#### [Job 1]
Answer each question from the reply about the DNS negative caching draft, one answer per line, marked the same way.
(a) On what date does the Working Group Last Call end?
(b) Which revision of the draft did the writer of the reply read?
(c) Which qualifying words does the writer suggest removing from the section 2.1 phrase?
#### [Job 2]
Rewrite the stretch of the DNS negative caching reply from "On Jun 21, 2023, at" through "please speak out.", putting "final working group review" in place of "Working Group Last Call".
#### [Job 3]
Continue the mailing-list reply about negative caching of DNS resolution failures from where it stops.

#### [Text section]
Archived-At: <https://mailarchive.ietf.org/arch/msg/dnsop/xTRg9XUY4eN7yzWqLfZHMH0TAbg>
Subject: Re: [DNSOP] Working Group Last Call for Negative Caching of DNS Resolution Failures
X-BeenThere: dnsop@ietf.org
X-Mailman-Version: 2.1.39
Precedence: list
List-Id: IETF DNSOP WG mailing list <dnsop.ietf.org>
List-Unsubscribe: <https://www.ietf.org/mailman/options/dnsop>, <mailto:dnsop-request@ietf.org?subject=unsubscribe>
List-Archive: <https://mailarchive.ietf.org/arch/browse/dnsop/>
List-Post: <mailto:dnsop@ietf.org>
List-Help: <mailto:dnsop-request@ietf.org?subject=help>
List-Subscribe: <https://www.ietf.org/mailman/listinfo/dnsop>, <mailto:dnsop-request@ietf.org?subject=subscribe>
X-List-Received-Date: Fri, 30 Jun 2023 21:33:08 -0000

On Jun 21, 2023, at 11:00, Tim Wicinski <tjw.ietf@gmail.com> wrote:

> This starts a Working Group Last Call for draft-ietf-dnsop-caching-resolution-failures
>
> Current versions of the draft is available here:
> https://datatracker.ietf.org/doc/draft-ietf-dnsop-caching-resolution-failures/
>
> The Current Intended Status of this document is: Proposed Standard/Standards Track
>
> Please review the draft and offer relevant comments.
> If this does not seem appropriate please speak out.
> If someone feels the document is *not* ready for publication, please speak out with your reasons.
>
> This starts a two week Working Group Last Call process, and ends on: 5 July 2023

I have read -04. i like it. I think it's useful and sensible and it should be published. Whether this particular rev is ready for publication I would say depends on whether the authors disagree with all the pedantic nonsense that follows. They should feel free not to agree.

There are some nits that the authors might want to address or prepare to be outraged at the suggestion of.

The last paragraph in section 1.3 defines terms that are not used in this document except in that paragraph, I think? Perhaps they are vestigial.

In section 2.1 the phrase "Authoritative servers, and more specifically secondary servers, return server failure responses when they don't have any valid date for a zone." I don't think secondary servers are special from the perspective of a client sending a query; such clients cannot usually distinguish between primary and secondary servers and there are a wealth of well-used authoritative servers deployed that don't use zone transfers anyway. I suggest removing the qualifying "and more specifically secondary servers".

In section 2.1 the phrase "server failure responses" is used in place of SERVFAIL. In section 2.2 return codes are referred to as RCODEs and REFUSED is used in place of "refused return codes" or something. I don't think it matters too much which is used, but it seems like the document should be consistent. I like the all-caps representations, personally, but if you go with that there's an argument that they should be defined, e.g. by means of a reference to whatever the latest dns-terminology draft is in section 1.3.

#### [Dataset records]
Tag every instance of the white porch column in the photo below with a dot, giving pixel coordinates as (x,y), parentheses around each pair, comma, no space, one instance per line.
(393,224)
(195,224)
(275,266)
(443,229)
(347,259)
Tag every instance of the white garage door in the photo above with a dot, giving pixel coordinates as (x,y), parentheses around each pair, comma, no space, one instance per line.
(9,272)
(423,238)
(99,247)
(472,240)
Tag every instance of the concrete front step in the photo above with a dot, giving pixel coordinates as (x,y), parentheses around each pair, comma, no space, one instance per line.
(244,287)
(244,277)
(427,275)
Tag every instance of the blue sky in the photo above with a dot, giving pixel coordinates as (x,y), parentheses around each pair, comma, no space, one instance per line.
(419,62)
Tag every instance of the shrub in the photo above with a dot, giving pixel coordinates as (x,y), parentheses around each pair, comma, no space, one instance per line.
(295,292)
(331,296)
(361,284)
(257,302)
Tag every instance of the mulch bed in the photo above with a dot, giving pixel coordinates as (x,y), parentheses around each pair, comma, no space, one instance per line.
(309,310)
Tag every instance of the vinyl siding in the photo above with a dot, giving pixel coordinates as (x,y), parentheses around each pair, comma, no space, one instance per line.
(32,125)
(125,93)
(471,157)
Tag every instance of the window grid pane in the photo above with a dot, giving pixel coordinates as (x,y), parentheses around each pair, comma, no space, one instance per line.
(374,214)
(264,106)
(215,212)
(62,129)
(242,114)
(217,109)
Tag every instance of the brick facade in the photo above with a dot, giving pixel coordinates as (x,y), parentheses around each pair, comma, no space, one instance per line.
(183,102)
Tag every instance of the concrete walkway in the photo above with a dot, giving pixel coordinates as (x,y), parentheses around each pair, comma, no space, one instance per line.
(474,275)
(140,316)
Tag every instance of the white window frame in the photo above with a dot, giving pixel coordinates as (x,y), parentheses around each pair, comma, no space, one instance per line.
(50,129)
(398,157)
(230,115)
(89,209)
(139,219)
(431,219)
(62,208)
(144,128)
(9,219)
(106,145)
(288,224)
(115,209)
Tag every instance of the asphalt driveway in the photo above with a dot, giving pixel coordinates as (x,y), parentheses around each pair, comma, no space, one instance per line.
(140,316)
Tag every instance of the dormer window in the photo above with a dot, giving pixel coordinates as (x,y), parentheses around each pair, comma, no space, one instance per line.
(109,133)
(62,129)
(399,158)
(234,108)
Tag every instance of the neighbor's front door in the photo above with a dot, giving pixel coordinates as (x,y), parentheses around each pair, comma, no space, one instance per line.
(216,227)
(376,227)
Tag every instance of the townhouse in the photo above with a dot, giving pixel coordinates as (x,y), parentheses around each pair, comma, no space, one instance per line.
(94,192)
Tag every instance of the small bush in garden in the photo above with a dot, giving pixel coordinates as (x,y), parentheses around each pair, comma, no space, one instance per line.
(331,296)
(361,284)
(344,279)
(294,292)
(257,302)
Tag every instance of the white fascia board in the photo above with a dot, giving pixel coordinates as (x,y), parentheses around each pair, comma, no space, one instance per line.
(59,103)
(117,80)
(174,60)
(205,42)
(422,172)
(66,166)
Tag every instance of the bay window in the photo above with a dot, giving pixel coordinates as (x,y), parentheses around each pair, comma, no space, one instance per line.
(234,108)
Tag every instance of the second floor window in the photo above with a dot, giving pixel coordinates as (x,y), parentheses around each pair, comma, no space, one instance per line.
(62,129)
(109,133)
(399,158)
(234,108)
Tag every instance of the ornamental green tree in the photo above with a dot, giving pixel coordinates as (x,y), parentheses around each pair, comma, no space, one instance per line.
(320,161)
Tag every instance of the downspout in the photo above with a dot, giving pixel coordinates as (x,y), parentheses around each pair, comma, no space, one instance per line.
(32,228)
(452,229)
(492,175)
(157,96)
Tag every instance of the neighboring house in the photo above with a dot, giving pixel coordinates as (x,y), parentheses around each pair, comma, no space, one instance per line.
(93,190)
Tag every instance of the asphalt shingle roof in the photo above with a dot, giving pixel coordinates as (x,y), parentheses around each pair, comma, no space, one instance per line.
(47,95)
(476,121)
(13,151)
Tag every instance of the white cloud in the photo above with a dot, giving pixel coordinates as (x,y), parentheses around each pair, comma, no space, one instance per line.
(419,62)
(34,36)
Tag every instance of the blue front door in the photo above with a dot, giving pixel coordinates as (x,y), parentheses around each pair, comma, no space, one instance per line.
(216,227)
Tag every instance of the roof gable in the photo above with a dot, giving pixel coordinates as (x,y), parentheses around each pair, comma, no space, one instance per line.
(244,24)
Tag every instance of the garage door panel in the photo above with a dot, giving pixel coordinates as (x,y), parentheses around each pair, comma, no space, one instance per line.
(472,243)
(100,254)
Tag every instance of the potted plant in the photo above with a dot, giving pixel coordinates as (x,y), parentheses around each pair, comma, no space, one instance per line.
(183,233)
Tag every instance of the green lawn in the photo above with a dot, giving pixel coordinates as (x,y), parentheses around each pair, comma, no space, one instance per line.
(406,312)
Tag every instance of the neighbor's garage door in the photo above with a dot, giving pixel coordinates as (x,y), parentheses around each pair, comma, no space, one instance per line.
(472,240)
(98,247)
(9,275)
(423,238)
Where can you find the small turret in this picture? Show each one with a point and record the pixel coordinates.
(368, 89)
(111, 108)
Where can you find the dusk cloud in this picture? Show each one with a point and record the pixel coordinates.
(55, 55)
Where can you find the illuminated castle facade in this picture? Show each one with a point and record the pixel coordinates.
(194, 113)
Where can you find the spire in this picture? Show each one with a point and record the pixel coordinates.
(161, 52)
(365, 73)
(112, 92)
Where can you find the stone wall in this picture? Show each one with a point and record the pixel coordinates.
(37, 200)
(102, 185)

#### [Task output 1]
(a) 5 July 2023
(b) -04
(c) "and more specifically secondary servers"

#### [Task output 2]
On Jun 21, 2023, at 11:00, Tim Wicinski <tjw.ietf@gmail.com> wrote:

> This starts a final working group review for draft-ietf-dnsop-caching-resolution-failures
>
> Current versions of the draft is available here:
> https://datatracker.ietf.org/doc/draft-ietf-dnsop-caching-resolution-failures/
>
> The Current Intended Status of this document is: Proposed Standard/Standards Track
>
> Please review the draft and offer relevant comments.
> If this does not seem appropriate please speak out.

#### [Task output 3]
I wonder whether another subsection of section 2 would be useful to discuss transactions that don't time out, but whose transports return positive indications of failure, e.g. a TCP handshake failure or RST, or a TLS negotiation failure when using DoT or DoH. These are not timeouts, but they also lack RCODEs (since they lack responses). Is it worth suggesting that failures that are transport-specific be cached, e.g. to record that server 192.0.2.1 doesn't respond on TCP so don't bother bombarding it with SYNs? You talk about this in 3.1; perhaps a forward reference from section 2 would be helpful.

Section 2 talks at some length about RCODEs like SERVFAIL and REFUSED but is silent on the existence of the extended error option. This may be ok, e.g. since the EDE spec is quick to specify that it "does not change the processing of RCODEs" and since the purpose of your draft is presumably to deal with retry behaviour regardless of whether EDE is supported, but it feels odd not to mention it at all even if it's just to clarify why it's ok for this specification to deal just with RCODEs.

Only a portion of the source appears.